DATA:
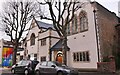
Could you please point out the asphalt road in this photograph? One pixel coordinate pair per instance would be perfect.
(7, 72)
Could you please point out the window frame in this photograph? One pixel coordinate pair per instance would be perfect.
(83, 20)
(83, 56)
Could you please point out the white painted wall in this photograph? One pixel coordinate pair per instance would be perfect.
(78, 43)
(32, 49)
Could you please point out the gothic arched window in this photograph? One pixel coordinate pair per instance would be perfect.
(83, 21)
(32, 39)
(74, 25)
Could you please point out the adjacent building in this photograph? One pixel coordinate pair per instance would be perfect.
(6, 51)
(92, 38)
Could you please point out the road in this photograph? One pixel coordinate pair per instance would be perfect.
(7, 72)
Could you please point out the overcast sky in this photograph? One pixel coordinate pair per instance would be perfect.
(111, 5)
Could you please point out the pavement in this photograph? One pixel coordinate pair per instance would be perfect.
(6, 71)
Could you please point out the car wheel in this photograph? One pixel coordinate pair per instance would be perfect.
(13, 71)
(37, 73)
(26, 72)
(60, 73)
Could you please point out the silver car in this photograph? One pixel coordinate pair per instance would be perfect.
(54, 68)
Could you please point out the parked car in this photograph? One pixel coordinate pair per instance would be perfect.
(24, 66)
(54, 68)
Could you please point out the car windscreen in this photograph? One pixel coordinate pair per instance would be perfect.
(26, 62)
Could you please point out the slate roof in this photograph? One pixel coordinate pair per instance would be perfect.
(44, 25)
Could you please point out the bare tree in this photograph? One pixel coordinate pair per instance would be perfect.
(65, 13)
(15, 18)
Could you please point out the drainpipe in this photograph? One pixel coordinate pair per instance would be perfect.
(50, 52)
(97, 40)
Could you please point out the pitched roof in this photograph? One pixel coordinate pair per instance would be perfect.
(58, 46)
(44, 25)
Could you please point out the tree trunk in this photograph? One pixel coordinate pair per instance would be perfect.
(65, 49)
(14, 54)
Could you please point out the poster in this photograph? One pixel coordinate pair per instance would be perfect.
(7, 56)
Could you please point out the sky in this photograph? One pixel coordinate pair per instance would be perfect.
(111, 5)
==
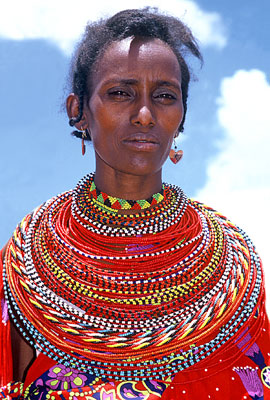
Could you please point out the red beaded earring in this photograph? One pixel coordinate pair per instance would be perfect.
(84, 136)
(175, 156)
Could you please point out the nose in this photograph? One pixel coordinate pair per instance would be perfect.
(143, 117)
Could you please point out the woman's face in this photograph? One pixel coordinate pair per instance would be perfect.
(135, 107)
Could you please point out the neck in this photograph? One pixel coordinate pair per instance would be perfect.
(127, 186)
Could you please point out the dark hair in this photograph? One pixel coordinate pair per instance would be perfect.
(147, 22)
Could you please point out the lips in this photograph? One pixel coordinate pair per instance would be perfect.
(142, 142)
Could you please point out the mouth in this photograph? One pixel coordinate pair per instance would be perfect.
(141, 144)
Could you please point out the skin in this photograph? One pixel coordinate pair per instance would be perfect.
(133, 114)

TASK OBJECTIVE: Gather every line in the records above that contains the word "roof" and copy each one out in full.

TASK SOLUTION:
Could you please point out the slate roof in this photograph? One pixel coordinate pair per instance would be perfect.
Could you please point out the pitched roof in this photograph? One pixel coordinate pair per instance would be perfect.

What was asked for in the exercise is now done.